■ **WHAT THIS TASK INVOLVES**
Answer with a single number stating how many lines of the entries below include the string "image".
*** RECORDS PROVIDED ***
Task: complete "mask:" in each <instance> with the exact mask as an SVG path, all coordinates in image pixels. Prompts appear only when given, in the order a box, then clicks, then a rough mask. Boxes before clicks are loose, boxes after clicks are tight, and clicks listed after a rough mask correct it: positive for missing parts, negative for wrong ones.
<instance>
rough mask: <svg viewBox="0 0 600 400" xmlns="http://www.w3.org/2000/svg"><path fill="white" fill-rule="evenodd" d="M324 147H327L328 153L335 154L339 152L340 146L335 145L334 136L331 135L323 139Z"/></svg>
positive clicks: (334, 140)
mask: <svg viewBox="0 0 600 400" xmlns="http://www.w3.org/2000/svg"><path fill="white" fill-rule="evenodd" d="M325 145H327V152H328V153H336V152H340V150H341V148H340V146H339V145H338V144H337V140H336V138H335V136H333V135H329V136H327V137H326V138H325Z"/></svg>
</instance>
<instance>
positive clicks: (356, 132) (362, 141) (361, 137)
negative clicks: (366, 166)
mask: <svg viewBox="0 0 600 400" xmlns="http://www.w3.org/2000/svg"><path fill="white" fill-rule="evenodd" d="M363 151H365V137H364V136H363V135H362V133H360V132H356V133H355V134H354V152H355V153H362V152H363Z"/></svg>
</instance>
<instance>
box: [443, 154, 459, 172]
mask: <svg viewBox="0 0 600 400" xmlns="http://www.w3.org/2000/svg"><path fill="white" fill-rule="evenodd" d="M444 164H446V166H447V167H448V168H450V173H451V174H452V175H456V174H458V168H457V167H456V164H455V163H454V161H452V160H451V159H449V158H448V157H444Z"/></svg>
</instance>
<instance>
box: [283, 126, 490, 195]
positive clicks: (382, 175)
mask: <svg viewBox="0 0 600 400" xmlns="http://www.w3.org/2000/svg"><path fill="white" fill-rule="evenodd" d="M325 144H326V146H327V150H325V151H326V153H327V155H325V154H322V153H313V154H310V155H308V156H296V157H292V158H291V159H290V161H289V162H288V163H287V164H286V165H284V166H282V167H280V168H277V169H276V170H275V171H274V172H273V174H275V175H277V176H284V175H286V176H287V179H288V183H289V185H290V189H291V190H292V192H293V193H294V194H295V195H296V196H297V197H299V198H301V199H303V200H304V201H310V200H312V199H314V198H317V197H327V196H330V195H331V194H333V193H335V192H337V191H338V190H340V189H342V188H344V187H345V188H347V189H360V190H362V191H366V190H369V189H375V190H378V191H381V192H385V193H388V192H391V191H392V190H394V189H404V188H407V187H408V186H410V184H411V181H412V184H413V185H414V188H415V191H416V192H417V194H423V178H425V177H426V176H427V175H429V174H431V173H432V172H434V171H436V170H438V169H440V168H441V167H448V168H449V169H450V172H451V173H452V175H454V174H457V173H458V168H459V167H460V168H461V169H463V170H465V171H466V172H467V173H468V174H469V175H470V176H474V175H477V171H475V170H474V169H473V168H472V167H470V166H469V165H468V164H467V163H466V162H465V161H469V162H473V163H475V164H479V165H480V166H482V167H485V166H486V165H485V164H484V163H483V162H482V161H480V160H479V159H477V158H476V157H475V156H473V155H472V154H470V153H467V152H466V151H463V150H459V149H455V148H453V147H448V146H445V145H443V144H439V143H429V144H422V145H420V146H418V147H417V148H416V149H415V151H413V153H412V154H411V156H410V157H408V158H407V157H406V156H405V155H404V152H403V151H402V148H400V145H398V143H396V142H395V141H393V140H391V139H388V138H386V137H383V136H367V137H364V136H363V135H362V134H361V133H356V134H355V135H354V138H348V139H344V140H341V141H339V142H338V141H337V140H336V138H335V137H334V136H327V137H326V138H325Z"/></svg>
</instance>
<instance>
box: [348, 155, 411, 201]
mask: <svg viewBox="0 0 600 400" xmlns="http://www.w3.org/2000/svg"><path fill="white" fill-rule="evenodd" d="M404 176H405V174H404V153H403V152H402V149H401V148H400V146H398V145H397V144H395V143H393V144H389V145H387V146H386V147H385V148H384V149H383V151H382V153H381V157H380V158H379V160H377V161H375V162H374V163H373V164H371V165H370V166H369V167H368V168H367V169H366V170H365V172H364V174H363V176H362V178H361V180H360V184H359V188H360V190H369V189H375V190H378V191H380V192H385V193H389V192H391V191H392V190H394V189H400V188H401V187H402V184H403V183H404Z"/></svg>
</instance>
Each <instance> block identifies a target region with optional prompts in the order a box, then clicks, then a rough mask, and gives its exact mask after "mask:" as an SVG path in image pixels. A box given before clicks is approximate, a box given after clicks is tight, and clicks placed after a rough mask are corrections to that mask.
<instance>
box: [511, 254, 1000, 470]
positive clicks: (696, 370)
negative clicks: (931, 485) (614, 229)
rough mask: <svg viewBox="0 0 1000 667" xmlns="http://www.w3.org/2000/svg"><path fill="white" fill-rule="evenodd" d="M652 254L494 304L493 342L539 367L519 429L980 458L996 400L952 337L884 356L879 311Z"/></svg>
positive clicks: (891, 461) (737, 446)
***
■ **EXERCISE SOLUTION**
2